*AIM OF THE EXERCISE*
Please set down every line of the records below exactly, without the pictures.

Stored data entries
········

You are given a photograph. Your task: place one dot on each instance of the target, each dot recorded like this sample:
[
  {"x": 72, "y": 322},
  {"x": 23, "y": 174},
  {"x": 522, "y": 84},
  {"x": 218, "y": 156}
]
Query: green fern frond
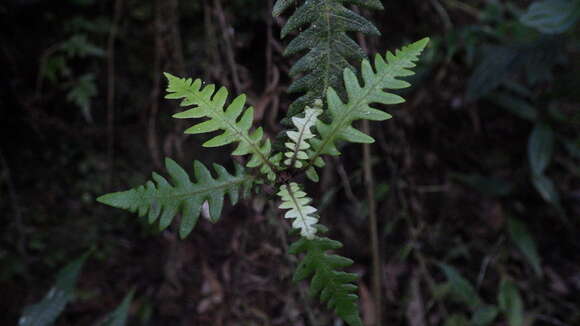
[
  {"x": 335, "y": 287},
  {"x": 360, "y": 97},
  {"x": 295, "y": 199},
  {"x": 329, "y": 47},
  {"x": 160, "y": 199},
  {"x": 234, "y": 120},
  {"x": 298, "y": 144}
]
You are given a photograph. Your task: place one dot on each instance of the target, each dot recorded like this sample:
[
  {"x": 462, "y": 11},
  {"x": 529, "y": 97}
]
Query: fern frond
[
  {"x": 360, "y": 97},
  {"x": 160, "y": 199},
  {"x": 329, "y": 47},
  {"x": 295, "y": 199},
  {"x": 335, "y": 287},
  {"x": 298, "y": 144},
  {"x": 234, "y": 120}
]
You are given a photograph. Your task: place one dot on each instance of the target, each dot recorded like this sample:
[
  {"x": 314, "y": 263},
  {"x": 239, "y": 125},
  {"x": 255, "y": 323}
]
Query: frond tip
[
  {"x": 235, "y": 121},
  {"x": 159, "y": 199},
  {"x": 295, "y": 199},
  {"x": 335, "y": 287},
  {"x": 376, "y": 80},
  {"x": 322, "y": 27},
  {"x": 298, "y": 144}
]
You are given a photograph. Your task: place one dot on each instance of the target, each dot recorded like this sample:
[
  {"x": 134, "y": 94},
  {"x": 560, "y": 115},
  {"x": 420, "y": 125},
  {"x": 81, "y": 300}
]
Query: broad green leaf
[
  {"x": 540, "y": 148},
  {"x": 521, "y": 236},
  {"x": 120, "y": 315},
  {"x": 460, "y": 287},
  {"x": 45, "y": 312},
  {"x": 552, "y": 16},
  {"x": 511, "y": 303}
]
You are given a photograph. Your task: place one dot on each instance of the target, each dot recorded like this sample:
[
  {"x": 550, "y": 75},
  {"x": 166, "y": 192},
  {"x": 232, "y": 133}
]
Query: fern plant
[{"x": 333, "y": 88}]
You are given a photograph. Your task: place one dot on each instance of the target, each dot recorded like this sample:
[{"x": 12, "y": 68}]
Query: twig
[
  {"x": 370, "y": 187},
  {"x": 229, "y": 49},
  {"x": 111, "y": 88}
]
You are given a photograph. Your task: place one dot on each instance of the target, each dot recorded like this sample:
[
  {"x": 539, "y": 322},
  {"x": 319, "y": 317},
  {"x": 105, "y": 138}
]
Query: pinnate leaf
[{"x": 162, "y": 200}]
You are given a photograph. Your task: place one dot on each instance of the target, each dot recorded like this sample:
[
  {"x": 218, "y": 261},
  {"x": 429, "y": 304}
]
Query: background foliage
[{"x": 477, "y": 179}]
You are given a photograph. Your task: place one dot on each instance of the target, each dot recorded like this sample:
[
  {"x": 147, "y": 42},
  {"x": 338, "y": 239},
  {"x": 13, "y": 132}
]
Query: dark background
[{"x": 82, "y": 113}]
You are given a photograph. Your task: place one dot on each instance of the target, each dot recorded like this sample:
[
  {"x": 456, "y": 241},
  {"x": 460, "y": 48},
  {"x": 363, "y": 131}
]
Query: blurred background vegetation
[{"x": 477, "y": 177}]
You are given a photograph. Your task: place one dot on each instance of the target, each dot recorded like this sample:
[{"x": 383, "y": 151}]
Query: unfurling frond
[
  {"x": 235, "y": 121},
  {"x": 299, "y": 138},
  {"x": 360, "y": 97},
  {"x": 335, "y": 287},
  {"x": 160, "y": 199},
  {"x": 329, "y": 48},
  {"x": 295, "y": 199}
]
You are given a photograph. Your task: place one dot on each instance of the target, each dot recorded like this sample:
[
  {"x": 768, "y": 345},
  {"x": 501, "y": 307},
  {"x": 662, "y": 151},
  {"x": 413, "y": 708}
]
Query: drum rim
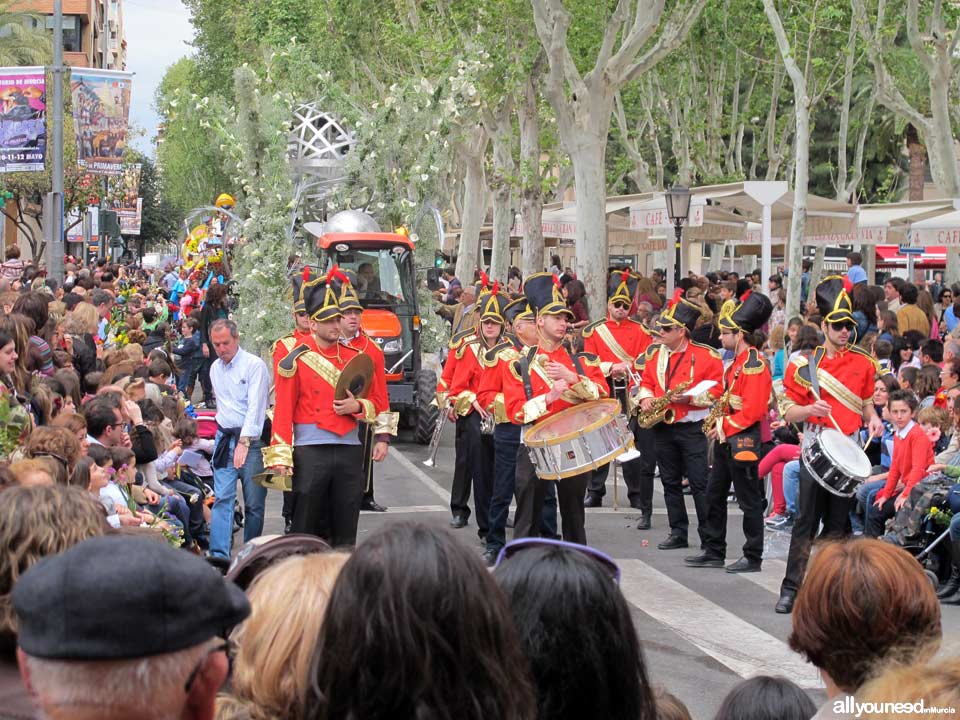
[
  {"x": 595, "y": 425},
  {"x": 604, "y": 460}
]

········

*ANSWER SECTION*
You are given a photograph. Your task: place one dot on each instance of the target, each dot recorded like this sample:
[
  {"x": 72, "y": 322},
  {"x": 23, "y": 174},
  {"x": 522, "y": 84},
  {"x": 218, "y": 156}
]
Query: green fern frond
[
  {"x": 335, "y": 287},
  {"x": 360, "y": 97},
  {"x": 295, "y": 199},
  {"x": 329, "y": 47},
  {"x": 160, "y": 199},
  {"x": 234, "y": 120},
  {"x": 298, "y": 144}
]
You are given a photograph. Your task: place one dot on each instance of the target, each dot recorded like this sample:
[
  {"x": 462, "y": 11},
  {"x": 529, "y": 97}
]
Query: fern frond
[
  {"x": 360, "y": 97},
  {"x": 160, "y": 199},
  {"x": 329, "y": 47},
  {"x": 295, "y": 199},
  {"x": 335, "y": 287},
  {"x": 298, "y": 144},
  {"x": 234, "y": 120}
]
You are given a photograph. Your task: place one dot on each instance of the target, each dot recorded like this sample:
[
  {"x": 314, "y": 263},
  {"x": 239, "y": 125},
  {"x": 255, "y": 323}
]
Query: frond tip
[
  {"x": 235, "y": 121},
  {"x": 159, "y": 199},
  {"x": 295, "y": 199},
  {"x": 335, "y": 287},
  {"x": 376, "y": 80},
  {"x": 322, "y": 27},
  {"x": 298, "y": 144}
]
You are given a photograph. Your task: place one dot on each instance of the target, each dot recorded like this sample:
[
  {"x": 134, "y": 94},
  {"x": 560, "y": 115},
  {"x": 420, "y": 125},
  {"x": 81, "y": 300}
]
Query: broad green leaf
[
  {"x": 540, "y": 148},
  {"x": 521, "y": 236},
  {"x": 120, "y": 315},
  {"x": 460, "y": 287},
  {"x": 45, "y": 312},
  {"x": 552, "y": 16},
  {"x": 511, "y": 303}
]
You are given a photograph. Your task: place one dot on each instance of the target, each dot recorded like this sample:
[
  {"x": 550, "y": 75},
  {"x": 166, "y": 192},
  {"x": 232, "y": 133}
]
Query: fern plant
[{"x": 333, "y": 88}]
You are given a photograph. Your task: place one dot on each instance of the target, each dot recorded like this sample:
[{"x": 12, "y": 68}]
Query: twig
[
  {"x": 370, "y": 187},
  {"x": 229, "y": 49},
  {"x": 111, "y": 88}
]
You are given a photograph. Your task: place one dot on each instance of the target, each dot recorded like this sample:
[
  {"x": 539, "y": 322},
  {"x": 319, "y": 317},
  {"x": 105, "y": 138}
]
Query: pinnate leaf
[{"x": 162, "y": 200}]
You are given a photograph. Your task: place one dot on each instance of the target, each dot recorded like this sample:
[
  {"x": 218, "y": 261},
  {"x": 429, "y": 304}
]
Query: background foliage
[{"x": 477, "y": 179}]
You are given a photograph. Your task: place one dot on each instance of the target, each dot recorded like this sample:
[
  {"x": 147, "y": 42},
  {"x": 338, "y": 239},
  {"x": 13, "y": 132}
]
Query: dark background
[{"x": 82, "y": 113}]
You are given a photograph. Your task: place one dot on each instance of the target, each dot recorded like this sample:
[
  {"x": 456, "y": 241},
  {"x": 460, "y": 48},
  {"x": 363, "y": 131}
]
Query: blurred background vegetation
[{"x": 477, "y": 177}]
You are given a photograph. Your task: place one dot on each instance of the target, each dot recorded like this sample:
[{"x": 383, "y": 151}]
Query: unfurling frond
[
  {"x": 235, "y": 121},
  {"x": 299, "y": 138},
  {"x": 360, "y": 97},
  {"x": 335, "y": 287},
  {"x": 160, "y": 199},
  {"x": 329, "y": 48},
  {"x": 295, "y": 199}
]
You are given a photograph. Your task: place one dot on each instance of the target, each dot recorded like this sample:
[
  {"x": 768, "y": 345},
  {"x": 501, "y": 307},
  {"x": 662, "y": 151},
  {"x": 413, "y": 708}
]
Query: drum rim
[
  {"x": 595, "y": 425},
  {"x": 604, "y": 460}
]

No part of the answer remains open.